=== LISTED ENTRIES ===
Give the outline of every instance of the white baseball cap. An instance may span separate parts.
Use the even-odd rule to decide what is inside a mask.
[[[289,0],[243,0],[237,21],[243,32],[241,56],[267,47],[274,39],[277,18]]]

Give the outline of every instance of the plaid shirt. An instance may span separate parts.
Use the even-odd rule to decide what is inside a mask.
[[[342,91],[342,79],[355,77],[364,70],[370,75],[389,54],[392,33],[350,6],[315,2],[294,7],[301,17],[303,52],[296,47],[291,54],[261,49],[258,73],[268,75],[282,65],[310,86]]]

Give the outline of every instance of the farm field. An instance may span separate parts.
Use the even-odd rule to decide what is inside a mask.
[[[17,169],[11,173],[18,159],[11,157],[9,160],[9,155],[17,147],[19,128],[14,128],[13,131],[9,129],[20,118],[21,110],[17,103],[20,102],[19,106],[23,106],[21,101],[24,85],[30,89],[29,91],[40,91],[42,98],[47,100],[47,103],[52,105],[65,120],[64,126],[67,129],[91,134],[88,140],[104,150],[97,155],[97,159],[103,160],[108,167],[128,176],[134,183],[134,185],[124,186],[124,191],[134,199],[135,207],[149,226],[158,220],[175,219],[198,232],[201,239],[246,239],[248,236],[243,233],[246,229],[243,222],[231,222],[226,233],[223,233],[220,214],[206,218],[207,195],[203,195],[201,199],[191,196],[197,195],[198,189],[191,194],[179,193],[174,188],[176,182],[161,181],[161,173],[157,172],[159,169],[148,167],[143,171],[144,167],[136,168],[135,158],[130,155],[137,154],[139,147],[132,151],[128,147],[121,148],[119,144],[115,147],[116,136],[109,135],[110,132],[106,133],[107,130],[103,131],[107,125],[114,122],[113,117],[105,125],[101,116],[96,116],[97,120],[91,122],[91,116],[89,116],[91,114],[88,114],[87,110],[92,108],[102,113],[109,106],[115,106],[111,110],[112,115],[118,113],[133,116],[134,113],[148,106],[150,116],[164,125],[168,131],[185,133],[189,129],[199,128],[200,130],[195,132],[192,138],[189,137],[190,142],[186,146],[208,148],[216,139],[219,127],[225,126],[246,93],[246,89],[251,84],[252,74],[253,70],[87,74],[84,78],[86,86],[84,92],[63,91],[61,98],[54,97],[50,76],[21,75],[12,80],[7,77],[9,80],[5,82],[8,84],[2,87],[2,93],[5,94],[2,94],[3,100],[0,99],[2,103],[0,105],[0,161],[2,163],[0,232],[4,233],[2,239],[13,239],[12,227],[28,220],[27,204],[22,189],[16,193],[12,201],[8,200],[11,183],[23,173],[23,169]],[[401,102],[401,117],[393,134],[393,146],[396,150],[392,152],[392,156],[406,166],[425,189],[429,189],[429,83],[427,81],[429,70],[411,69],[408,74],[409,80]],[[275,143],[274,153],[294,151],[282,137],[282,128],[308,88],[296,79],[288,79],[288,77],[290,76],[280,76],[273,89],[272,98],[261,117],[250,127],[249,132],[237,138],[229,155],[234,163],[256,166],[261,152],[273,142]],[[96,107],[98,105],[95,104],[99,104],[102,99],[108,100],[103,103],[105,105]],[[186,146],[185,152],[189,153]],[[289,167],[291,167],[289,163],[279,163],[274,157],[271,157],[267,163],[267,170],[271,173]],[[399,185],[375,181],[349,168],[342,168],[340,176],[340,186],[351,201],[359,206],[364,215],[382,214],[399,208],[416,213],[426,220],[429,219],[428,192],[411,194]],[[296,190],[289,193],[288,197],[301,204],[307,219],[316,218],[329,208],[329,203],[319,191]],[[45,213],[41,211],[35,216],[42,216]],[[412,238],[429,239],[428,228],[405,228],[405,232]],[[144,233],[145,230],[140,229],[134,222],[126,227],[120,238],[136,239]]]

=== WHAT YOU NEED TO DO ===
Beginning with the first line and ending with the last, copy the material above exactly.

=== EXERCISE RESPONSE ===
Give the outline of every instance of the white baseball cap. An instance may span separate parts.
Use the even-odd rule to decide what is inside a mask.
[[[289,0],[243,0],[237,21],[243,32],[241,56],[267,47],[274,39],[277,18]]]

Give the outline of every instance of the plaid shirt. An instance may span separate parts.
Use the even-odd rule to decide what is inside a mask.
[[[342,91],[342,79],[355,77],[364,70],[370,75],[389,54],[392,33],[350,6],[315,2],[294,7],[301,17],[303,52],[296,47],[291,54],[261,49],[258,73],[268,75],[282,65],[310,86]]]

Give the outline of every instance of the farm field. An instance may span separate parts.
Use the even-odd rule to decide what is inside a mask.
[[[17,169],[11,173],[18,159],[11,157],[9,160],[9,155],[17,147],[19,128],[14,128],[13,131],[9,129],[20,118],[21,110],[17,103],[20,102],[19,106],[23,106],[21,101],[24,85],[30,89],[29,91],[40,91],[42,98],[47,100],[47,103],[52,105],[65,120],[64,126],[67,129],[91,134],[88,140],[104,150],[97,155],[97,159],[103,160],[108,167],[128,176],[134,183],[134,185],[124,186],[124,191],[134,199],[135,207],[149,226],[158,220],[175,219],[198,232],[201,239],[246,239],[248,236],[243,233],[246,229],[243,222],[231,222],[226,233],[223,233],[220,214],[206,218],[207,195],[203,195],[201,199],[191,196],[197,195],[198,189],[191,194],[179,193],[174,188],[176,182],[161,181],[161,173],[157,172],[159,169],[148,167],[143,171],[144,167],[136,168],[135,158],[130,155],[137,154],[139,147],[132,151],[128,147],[121,148],[119,144],[115,147],[116,136],[109,135],[110,132],[106,133],[107,130],[103,131],[107,125],[114,122],[113,117],[105,125],[101,116],[96,116],[97,120],[91,122],[91,116],[89,116],[91,114],[88,114],[87,110],[92,108],[102,113],[109,106],[115,106],[111,110],[112,115],[118,113],[133,116],[134,113],[148,106],[150,116],[164,125],[168,131],[185,133],[189,129],[199,128],[200,130],[195,132],[192,138],[189,137],[190,142],[186,146],[208,148],[216,139],[219,127],[225,126],[246,93],[246,89],[251,84],[252,74],[253,70],[87,74],[84,78],[86,86],[84,92],[63,91],[61,98],[54,97],[50,76],[21,75],[12,80],[7,77],[9,80],[5,82],[8,84],[2,87],[2,93],[5,94],[2,94],[3,100],[0,99],[2,103],[0,105],[0,161],[2,163],[0,232],[4,233],[2,239],[13,239],[12,227],[28,220],[27,204],[22,189],[16,193],[12,201],[8,200],[11,183],[23,173],[23,169]],[[401,102],[401,117],[393,134],[393,146],[396,150],[392,152],[392,156],[406,166],[425,189],[429,189],[429,83],[427,81],[429,70],[411,69],[408,74],[409,80]],[[275,143],[274,153],[294,151],[282,137],[282,128],[308,88],[296,79],[288,79],[288,77],[290,76],[280,76],[273,89],[272,98],[261,117],[250,127],[249,132],[237,138],[229,155],[234,163],[256,166],[261,152],[273,142]],[[96,107],[98,105],[95,104],[99,104],[102,99],[108,100],[103,103],[105,105]],[[186,146],[185,152],[189,153]],[[289,167],[291,167],[289,163],[279,163],[274,157],[271,157],[267,163],[267,170],[271,173]],[[399,185],[375,181],[349,168],[342,168],[340,176],[340,186],[351,201],[359,206],[364,215],[382,214],[399,208],[416,213],[426,220],[429,219],[428,192],[411,194]],[[296,190],[289,193],[288,197],[301,204],[307,219],[316,218],[329,208],[329,203],[319,191]],[[45,213],[41,211],[35,216],[42,216]],[[412,238],[429,239],[428,228],[405,228],[405,232]],[[144,233],[145,230],[140,229],[134,222],[126,227],[120,238],[136,239]]]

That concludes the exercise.